* _Instructions to follow_
In each of the records below, change "one marker per instance" to "a single marker for each instance" and reproduce the lines with everything else left intact.

(Data records)
━━━━━━━━━━━━━━━━━━━━━━━━━━━━━━
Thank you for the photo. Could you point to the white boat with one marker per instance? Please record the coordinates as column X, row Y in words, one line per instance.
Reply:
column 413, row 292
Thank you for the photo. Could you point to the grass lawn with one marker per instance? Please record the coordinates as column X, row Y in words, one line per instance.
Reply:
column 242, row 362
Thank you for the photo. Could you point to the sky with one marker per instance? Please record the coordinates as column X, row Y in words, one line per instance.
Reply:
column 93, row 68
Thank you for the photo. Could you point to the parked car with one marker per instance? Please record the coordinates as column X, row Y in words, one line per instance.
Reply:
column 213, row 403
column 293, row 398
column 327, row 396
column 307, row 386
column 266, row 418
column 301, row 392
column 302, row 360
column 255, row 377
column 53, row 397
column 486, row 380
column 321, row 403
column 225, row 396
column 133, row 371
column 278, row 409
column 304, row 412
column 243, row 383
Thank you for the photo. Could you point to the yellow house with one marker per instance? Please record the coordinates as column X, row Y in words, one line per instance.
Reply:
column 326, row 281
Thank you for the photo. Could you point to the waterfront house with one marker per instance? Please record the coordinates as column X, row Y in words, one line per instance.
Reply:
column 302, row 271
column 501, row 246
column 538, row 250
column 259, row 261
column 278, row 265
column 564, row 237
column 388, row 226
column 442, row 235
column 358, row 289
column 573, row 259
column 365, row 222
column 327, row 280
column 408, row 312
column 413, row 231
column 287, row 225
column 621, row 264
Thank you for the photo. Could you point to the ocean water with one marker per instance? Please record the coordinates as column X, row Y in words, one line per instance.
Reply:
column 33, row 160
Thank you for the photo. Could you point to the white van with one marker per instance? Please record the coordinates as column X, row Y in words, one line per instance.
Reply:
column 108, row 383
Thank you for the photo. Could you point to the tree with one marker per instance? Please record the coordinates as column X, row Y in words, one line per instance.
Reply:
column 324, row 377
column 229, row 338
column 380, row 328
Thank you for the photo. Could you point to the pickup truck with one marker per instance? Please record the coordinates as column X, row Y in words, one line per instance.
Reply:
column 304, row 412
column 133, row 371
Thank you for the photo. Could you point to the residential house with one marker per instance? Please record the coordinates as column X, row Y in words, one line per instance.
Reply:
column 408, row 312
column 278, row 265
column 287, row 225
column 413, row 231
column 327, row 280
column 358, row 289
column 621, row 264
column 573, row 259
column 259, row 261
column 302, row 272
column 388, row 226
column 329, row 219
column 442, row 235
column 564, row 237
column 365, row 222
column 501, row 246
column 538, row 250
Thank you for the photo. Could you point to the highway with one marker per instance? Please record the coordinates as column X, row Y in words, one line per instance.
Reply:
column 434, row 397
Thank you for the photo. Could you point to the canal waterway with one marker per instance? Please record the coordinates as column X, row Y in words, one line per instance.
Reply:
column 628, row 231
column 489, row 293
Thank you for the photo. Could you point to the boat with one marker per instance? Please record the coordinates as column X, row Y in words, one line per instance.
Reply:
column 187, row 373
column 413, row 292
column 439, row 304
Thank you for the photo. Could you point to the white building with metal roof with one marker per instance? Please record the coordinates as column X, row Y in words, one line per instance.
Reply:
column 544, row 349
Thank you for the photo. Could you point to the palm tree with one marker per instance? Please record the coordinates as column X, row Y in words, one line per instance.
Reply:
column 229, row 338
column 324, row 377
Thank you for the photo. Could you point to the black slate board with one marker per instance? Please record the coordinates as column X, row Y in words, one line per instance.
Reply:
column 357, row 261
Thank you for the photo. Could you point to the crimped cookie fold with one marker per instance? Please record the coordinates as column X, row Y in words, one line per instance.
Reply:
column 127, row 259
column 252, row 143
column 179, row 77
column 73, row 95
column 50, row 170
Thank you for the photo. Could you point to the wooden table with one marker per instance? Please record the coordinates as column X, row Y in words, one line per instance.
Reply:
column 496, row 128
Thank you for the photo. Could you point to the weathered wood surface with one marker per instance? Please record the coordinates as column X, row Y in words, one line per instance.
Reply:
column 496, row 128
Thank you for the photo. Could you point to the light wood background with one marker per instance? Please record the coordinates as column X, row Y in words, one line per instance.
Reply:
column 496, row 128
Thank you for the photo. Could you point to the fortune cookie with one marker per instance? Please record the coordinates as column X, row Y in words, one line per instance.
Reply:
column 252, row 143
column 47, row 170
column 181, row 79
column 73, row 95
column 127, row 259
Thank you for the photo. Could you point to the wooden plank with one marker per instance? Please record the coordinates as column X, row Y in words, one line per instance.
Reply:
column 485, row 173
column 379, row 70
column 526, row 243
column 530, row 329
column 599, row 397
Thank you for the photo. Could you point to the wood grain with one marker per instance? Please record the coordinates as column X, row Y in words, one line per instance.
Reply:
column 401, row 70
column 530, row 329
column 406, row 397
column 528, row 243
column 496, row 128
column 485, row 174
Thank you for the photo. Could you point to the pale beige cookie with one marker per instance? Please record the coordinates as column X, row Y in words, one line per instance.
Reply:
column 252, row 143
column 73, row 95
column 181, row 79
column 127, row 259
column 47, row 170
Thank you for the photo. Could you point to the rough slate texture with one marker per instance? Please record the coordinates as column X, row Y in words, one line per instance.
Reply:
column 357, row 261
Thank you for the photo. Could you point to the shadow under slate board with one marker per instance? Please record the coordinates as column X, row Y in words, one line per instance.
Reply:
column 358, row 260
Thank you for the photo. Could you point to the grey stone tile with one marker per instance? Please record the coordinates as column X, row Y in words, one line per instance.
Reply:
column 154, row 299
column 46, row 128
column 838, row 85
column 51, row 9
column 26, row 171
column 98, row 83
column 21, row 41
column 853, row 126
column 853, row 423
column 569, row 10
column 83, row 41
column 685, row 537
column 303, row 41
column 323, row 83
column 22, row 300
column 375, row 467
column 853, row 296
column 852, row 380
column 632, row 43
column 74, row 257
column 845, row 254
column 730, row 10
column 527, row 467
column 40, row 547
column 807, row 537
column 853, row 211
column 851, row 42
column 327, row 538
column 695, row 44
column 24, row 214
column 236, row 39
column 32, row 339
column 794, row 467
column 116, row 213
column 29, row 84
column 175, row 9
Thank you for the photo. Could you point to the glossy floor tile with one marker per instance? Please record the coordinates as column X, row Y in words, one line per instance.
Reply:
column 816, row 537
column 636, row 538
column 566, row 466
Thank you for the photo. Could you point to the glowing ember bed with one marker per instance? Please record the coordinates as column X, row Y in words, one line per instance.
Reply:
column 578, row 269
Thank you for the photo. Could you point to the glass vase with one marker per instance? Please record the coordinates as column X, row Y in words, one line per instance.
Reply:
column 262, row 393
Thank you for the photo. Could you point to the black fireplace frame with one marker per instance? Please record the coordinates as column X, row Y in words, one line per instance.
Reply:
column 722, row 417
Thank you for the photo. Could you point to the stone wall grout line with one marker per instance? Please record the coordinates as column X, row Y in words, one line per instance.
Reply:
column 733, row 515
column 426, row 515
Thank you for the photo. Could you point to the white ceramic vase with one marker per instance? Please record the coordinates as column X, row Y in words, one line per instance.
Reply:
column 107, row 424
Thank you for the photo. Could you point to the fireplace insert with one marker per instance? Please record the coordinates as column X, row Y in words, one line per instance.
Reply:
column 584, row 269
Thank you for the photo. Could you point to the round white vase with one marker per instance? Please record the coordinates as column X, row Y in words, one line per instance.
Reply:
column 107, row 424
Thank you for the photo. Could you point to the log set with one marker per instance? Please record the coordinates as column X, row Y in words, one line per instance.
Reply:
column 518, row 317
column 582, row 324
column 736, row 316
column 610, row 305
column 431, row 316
━━━━━━━━━━━━━━━━━━━━━━━━━━━━━━
* _Result of the exercise_
Thank you for the photo. Could you point to the white boat with a single marker for each instance? Please record the coordinates as column X, row Y in words, one line per instance.
Reply:
column 413, row 292
Thank you for the photo. Could you point to the grass lawn with a single marker for each instance? Please record the coordinates as column X, row Y in words, one line per instance.
Reply:
column 242, row 362
Thank you for the photo. Could you point to the sky with a single marker for each instance? Please record the coordinates as column X, row Y in words, one line per instance.
Reply:
column 93, row 68
Thank you for the photo. Could you point to the parked car with a single marker for each instance? Please record the coordinates as column X, row Y in words, one line per instance.
Reply:
column 213, row 403
column 293, row 398
column 327, row 396
column 307, row 386
column 266, row 418
column 301, row 392
column 302, row 360
column 255, row 377
column 53, row 397
column 486, row 380
column 321, row 403
column 225, row 396
column 133, row 371
column 278, row 409
column 304, row 412
column 243, row 383
Thank you for the photo. Could you point to the yellow house with a single marker for each instance? Please record the coordinates as column X, row Y in words, one line per instance.
Reply:
column 326, row 281
Thank you for the photo. Could you point to the waterfront house with a single marker for each instance? Please record the coordinates as column X, row Y in words, one line per instance.
Reply:
column 302, row 271
column 501, row 246
column 538, row 250
column 259, row 261
column 278, row 265
column 564, row 237
column 388, row 226
column 442, row 235
column 358, row 289
column 573, row 259
column 365, row 222
column 327, row 280
column 408, row 312
column 413, row 231
column 287, row 225
column 621, row 264
Thank you for the photo. Could you point to the ocean water with a single marker for each instance? Please record the coordinates as column X, row Y in words, one line per instance.
Reply:
column 33, row 160
Thank you for the photo. Could you point to the white van with a single marker for each instance? Please record the coordinates as column X, row Y in words, one line per instance.
Reply:
column 108, row 383
Thank you for the photo. Could you point to the tree with a single marker for each instance? Please record the coordinates as column X, row Y in words, one line per instance.
Reply:
column 324, row 377
column 229, row 338
column 380, row 328
Thank you for the photo. Could you point to the pickup truck with a single marker for each instance? Please record the coordinates as column X, row Y in words, one line per instance.
Reply:
column 304, row 412
column 133, row 371
Thank you for the photo. Could you point to the residential house with a single marker for each instance? Please record the coordinates as column X, row Y in words, one line per instance.
Reply:
column 408, row 312
column 278, row 265
column 287, row 225
column 413, row 231
column 327, row 280
column 358, row 289
column 621, row 264
column 573, row 259
column 259, row 261
column 302, row 272
column 388, row 226
column 329, row 219
column 442, row 235
column 564, row 237
column 365, row 222
column 501, row 246
column 538, row 250
Thank you for the photo. Could you point to the highway with a single marker for each instance? Please record the coordinates as column X, row Y in words, one line per instance.
Reply:
column 434, row 397
Thank you for the photo. Could you point to the canal waterway with a single marker for each instance? Please record the coordinates as column X, row Y in words, one line per instance.
Reply:
column 628, row 231
column 489, row 293
Thank you for the photo. Could you point to the boat with a single marker for each instance? Please record the coordinates as column X, row Y in words, one line per instance.
Reply:
column 187, row 373
column 413, row 292
column 439, row 304
Thank you for the photo. Could you point to the white building with metal roof with a single marker for each instance? Please record the coordinates as column X, row Y in words, one line per instance.
Reply:
column 544, row 349
Thank you for the photo. Could you point to the palm tree with a single marker for each instance? Please record the coordinates as column X, row Y in words, one line per instance.
Reply:
column 229, row 338
column 324, row 377
Thank you for the photo. Could you point to the black slate board with a single marker for each instance? Please record the coordinates as column X, row Y in words, one line per instance.
Reply:
column 357, row 261
Thank you for the photo. Could you point to the crimped cookie fold with a single marker for each instance? Please record the coordinates as column X, row Y in words, one line per instance.
Reply:
column 127, row 259
column 252, row 143
column 179, row 77
column 73, row 95
column 50, row 170
Thank you for the photo. Could you point to the wooden table with a single marker for each instance? Please record the coordinates as column X, row Y in words, one line per instance.
Reply:
column 496, row 128
Thank you for the photo. Could you point to the weathered wood surface with a single marker for each instance? Please record the coordinates as column X, row Y in words, one line per instance.
Reply:
column 496, row 128
Thank you for the photo. Could you point to the light wood background with a single marker for each instance? Please record the coordinates as column X, row Y in words, one line per instance.
Reply:
column 496, row 128
Thank you for the photo. Could you point to the fortune cookie with a single marker for each instance? Please record the coordinates as column X, row Y in words, one line per instance.
Reply:
column 252, row 143
column 47, row 170
column 181, row 79
column 73, row 95
column 127, row 259
Thank you for the photo. Could you point to the wooden plank with a single marker for each instance? Please record the coordinates as column X, row Y in words, one line per instance.
Reply:
column 485, row 173
column 379, row 70
column 526, row 243
column 530, row 329
column 599, row 397
Thank you for the photo. Could you point to the wood grain with a single marker for each instance? Please record the coordinates as column X, row Y in words, one line per instance.
Reply:
column 401, row 70
column 530, row 329
column 406, row 397
column 528, row 243
column 496, row 128
column 485, row 174
Thank you for the photo. Could you point to the pale beige cookie with a single marker for each instance? Please record the coordinates as column X, row Y in words, one line per instance.
Reply:
column 252, row 143
column 73, row 95
column 181, row 79
column 127, row 259
column 47, row 170
Thank you for the photo. Could you point to the rough slate texture with a single marker for each instance? Please record the coordinates as column X, row Y in words, one line per instance.
Reply:
column 357, row 261
Thank you for the photo. Could you point to the shadow under slate board with a single marker for each instance? Please record the coordinates as column X, row Y in words, one line per instance.
Reply:
column 358, row 260
Thank you for the photo. Could you point to the grey stone tile with a single marker for each instance? Please record the coordinates as column X, row Y in words, one line per instance.
Reply:
column 154, row 299
column 46, row 128
column 838, row 85
column 51, row 9
column 26, row 171
column 98, row 83
column 21, row 41
column 853, row 126
column 853, row 423
column 569, row 10
column 83, row 41
column 685, row 537
column 303, row 41
column 323, row 83
column 22, row 300
column 375, row 467
column 853, row 296
column 852, row 380
column 632, row 43
column 74, row 257
column 845, row 254
column 730, row 10
column 527, row 467
column 40, row 547
column 807, row 537
column 853, row 211
column 851, row 42
column 327, row 538
column 695, row 44
column 24, row 214
column 236, row 39
column 32, row 339
column 794, row 467
column 116, row 213
column 29, row 84
column 175, row 9
Thank you for the photo. Could you point to the glossy floor tile with a single marker for each instance? Please record the coordinates as column X, row Y in words, one line per instance.
Reply:
column 816, row 537
column 636, row 538
column 566, row 466
Thank you for the photo. Could you point to the glowing ember bed with a single marker for each instance? Please record the coordinates as column X, row Y in words, one line per instance.
Reply:
column 578, row 269
Thank you for the photo. Could you point to the glass vase with a single marker for each instance? Please record the coordinates as column X, row Y in words, one line per instance.
Reply:
column 262, row 393
Thank you for the photo. Could you point to the black fireplace frame with a single marker for each instance? Please record the coordinates as column X, row Y in words, one line per instance.
Reply:
column 722, row 417
Thank you for the photo. Could you point to the stone wall grout line with a single marker for each instance? Please record the coordinates as column X, row Y in words, one line per instance.
Reply:
column 733, row 515
column 426, row 515
Thank you for the photo. Could you point to the white ceramic vase with a single marker for each instance? Please record the coordinates as column X, row Y in words, one line per instance.
Reply:
column 107, row 424
Thank you for the photo. Could you point to the fireplace insert with a single marker for each instance? Please record the coordinates as column X, row Y in words, one line per instance.
Reply:
column 584, row 269
Thank you for the photo. Could you point to the round white vase with a single marker for each instance? Please record the coordinates as column X, row Y in words, one line per instance.
Reply:
column 107, row 424
Thank you for the photo. Could you point to the log set with a single marker for each instance? Please record the coordinates as column X, row Y in words, one line per instance.
Reply:
column 518, row 317
column 582, row 324
column 736, row 316
column 610, row 305
column 431, row 316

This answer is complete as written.